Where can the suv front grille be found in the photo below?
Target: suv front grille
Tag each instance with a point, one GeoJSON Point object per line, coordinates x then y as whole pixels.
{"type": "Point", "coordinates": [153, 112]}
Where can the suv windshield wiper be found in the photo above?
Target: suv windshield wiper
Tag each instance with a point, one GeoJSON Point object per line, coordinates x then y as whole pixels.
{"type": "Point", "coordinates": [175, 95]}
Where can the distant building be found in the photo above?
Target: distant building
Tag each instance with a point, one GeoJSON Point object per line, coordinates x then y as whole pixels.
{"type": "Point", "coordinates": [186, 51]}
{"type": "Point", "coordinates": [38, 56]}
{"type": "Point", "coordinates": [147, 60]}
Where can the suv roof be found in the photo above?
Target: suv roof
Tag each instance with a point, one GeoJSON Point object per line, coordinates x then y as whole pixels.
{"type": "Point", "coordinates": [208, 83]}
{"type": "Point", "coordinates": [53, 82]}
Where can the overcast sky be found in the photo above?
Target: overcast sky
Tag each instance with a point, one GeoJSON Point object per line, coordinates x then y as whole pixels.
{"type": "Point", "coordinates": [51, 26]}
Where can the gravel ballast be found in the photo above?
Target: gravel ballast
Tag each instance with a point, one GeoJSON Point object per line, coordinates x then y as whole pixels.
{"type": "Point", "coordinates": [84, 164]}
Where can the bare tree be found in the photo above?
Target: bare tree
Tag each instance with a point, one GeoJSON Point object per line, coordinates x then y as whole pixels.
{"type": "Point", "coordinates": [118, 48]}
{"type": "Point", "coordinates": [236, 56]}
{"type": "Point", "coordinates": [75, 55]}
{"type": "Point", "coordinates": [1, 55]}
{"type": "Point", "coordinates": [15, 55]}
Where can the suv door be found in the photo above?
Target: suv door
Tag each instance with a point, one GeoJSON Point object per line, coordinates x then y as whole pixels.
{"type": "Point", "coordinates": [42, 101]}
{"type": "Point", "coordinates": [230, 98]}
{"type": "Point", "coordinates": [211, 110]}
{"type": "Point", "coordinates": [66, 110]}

• _The problem_
Copy out the data word for word, beginning with the line that contains "Where can the bare" and continuing through the last line of the data.

• _Worked solution_
Where can the bare tree be found in the photo above?
Target: bare tree
Tag each instance with a point, one GeoJSON Point object per line, coordinates x then y as whole pixels.
{"type": "Point", "coordinates": [118, 48]}
{"type": "Point", "coordinates": [236, 56]}
{"type": "Point", "coordinates": [75, 55]}
{"type": "Point", "coordinates": [1, 55]}
{"type": "Point", "coordinates": [15, 55]}
Where can the suv door be found in the photo above?
Target: suv door
Tag each instance with a point, one GeoJSON Point object per line, coordinates x then y as whole pixels.
{"type": "Point", "coordinates": [42, 101]}
{"type": "Point", "coordinates": [230, 98]}
{"type": "Point", "coordinates": [211, 110]}
{"type": "Point", "coordinates": [66, 110]}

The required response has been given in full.